Pfeffer has notable collaborations as a soloist with the Florence Orchestra della Toscana and with Markus Stenz. Two CDs have resulted from joint concerts.

As chamber musician, Pfeffer regularly performs chamber concerts with his colleagues.

== Repertoire ==

Pfeffer devotes himself to a broad repertoire, primarily from the classical and romantic periods. Where possible, his performances are based on historical performance practice, using historical instruments or replicas.

== Teaching ==

Pfeffer is a lecturer for clarinet, partly also for didactics and methodology, among others at the Hochschule für Musik und Tanz Köln, the Hochschule für Musik, Theater und Medien Hannover and the Hochschule für Künste Bremen. Since October 2022, he holds a clarinet professorship at the Talent Music Master Courses University of Music in Brescia, mainly for the Artist Diploma and University Degree Programmes He also gives national and international master classes and lectures on musicology. Furthermore, he is a juror for national and international clarinet competitions. Pfeffer's publications can be found in international journals such as "The Clarinet" and "Rohrblatt".

== Music editing ==

Another area of Pfeffer's activity is the creation of new editions of chamber music and concertante clarinet works. The previous editions are regarded as reference editions in international comparison. These editions, as well as his own arrangements, have been published by G. Henle Verlag, Breitkopf & Härtel and Edition Peters. He and many other prominent colleagues have used these versions in their CD and radio productions. Pfeffer also makes special arrangements for prominent colleagues such as Ralph Manno, Jonathan Cohler, Andrew Marriner, Gabor Varga, Pavel Vinnitsky, Sérgio Fernandes Pires, Anette Maiburg, Sebastian Manz, Guido Schiefen, Sabine Meyer, Andreas Ottensamer, and the Signum Saxophone Quartet.

........

TASK LIST:
a) Please print the passage about Pfeffer from "Pfeffer devotes himself" up to and including "instruments or replicas.".
b) According to the passage about Pfeffer, which publishers have issued his editions and arrangements?
The material after this point is separate from the passage about Pfeffer.

........

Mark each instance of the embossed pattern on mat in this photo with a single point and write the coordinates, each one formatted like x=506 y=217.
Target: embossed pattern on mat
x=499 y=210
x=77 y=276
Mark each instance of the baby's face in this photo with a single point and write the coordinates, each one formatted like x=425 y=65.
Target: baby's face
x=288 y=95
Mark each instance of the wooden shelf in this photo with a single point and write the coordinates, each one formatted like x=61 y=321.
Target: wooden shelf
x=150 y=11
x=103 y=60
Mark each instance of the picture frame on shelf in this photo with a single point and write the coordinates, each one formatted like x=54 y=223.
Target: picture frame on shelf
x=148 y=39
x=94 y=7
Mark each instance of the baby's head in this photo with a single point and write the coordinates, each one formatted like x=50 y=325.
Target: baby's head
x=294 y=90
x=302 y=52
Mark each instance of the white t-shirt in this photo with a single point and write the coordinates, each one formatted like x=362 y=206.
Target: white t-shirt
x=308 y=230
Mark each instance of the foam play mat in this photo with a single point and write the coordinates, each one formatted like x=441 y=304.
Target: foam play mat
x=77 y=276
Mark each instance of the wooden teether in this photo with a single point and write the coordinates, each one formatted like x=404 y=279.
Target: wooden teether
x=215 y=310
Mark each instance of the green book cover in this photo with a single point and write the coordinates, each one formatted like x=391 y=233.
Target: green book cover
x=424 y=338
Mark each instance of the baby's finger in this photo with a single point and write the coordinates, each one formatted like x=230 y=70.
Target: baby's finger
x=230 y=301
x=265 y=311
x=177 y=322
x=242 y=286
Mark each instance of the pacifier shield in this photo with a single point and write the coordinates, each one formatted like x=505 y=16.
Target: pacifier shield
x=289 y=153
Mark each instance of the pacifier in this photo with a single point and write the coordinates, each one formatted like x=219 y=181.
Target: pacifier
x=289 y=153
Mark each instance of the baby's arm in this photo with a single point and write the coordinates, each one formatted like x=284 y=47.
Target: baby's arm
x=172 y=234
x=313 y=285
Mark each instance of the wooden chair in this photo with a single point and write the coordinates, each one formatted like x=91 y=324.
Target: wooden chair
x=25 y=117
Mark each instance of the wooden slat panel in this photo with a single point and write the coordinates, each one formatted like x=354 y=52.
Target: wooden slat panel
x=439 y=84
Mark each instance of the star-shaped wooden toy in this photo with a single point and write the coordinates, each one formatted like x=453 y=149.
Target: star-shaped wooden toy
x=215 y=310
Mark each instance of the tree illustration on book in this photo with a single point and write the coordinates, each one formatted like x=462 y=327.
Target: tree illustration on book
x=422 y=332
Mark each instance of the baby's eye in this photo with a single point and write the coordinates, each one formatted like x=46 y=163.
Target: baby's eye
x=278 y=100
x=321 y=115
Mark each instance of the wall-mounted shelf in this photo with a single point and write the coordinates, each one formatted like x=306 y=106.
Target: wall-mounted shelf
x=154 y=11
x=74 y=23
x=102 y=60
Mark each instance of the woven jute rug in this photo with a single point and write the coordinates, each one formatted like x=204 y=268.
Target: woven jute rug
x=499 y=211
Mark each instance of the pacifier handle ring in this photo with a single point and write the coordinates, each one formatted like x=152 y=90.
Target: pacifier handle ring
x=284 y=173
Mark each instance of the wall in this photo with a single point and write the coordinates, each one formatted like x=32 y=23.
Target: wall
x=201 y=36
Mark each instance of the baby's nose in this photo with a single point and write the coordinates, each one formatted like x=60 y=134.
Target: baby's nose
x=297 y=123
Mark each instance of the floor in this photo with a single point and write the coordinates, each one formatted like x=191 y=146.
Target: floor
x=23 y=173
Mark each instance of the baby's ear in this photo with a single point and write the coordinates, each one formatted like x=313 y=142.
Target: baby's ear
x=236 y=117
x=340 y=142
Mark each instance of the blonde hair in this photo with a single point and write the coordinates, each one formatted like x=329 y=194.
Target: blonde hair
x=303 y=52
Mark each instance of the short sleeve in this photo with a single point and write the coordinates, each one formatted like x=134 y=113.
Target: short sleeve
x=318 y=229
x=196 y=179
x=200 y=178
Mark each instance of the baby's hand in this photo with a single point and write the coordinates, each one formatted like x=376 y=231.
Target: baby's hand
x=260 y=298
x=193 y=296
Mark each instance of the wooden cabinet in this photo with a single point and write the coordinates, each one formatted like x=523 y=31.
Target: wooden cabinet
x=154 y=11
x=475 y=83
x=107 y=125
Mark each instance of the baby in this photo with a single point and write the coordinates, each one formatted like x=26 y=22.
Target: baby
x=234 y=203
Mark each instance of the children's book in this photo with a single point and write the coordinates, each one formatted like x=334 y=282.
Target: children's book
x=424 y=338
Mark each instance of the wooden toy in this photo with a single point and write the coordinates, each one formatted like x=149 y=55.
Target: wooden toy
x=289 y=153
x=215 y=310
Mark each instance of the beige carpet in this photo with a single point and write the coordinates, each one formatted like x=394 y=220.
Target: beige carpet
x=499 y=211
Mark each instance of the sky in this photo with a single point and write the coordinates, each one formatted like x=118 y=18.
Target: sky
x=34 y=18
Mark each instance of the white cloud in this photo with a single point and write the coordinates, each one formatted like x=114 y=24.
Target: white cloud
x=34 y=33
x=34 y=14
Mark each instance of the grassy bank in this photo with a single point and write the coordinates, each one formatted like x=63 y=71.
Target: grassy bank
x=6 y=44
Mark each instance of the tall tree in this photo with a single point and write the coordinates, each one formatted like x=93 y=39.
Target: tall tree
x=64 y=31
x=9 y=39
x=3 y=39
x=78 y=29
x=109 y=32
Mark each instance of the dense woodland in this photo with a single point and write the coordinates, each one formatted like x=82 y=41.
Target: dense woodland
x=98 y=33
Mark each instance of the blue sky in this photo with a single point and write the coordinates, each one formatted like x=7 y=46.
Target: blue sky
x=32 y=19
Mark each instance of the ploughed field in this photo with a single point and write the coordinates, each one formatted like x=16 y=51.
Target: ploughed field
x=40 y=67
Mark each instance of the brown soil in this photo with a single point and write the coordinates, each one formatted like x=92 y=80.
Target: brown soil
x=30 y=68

........

ANSWER SECTION:
a)
Pfeffer devotes himself to a broad repertoire, primarily from the classical and romantic periods. Where possible, his performances are based on historical performance practice, using historical instruments or replicas.

b) G. Henle Verlag, Breitkopf & Härtel and Edition Peters.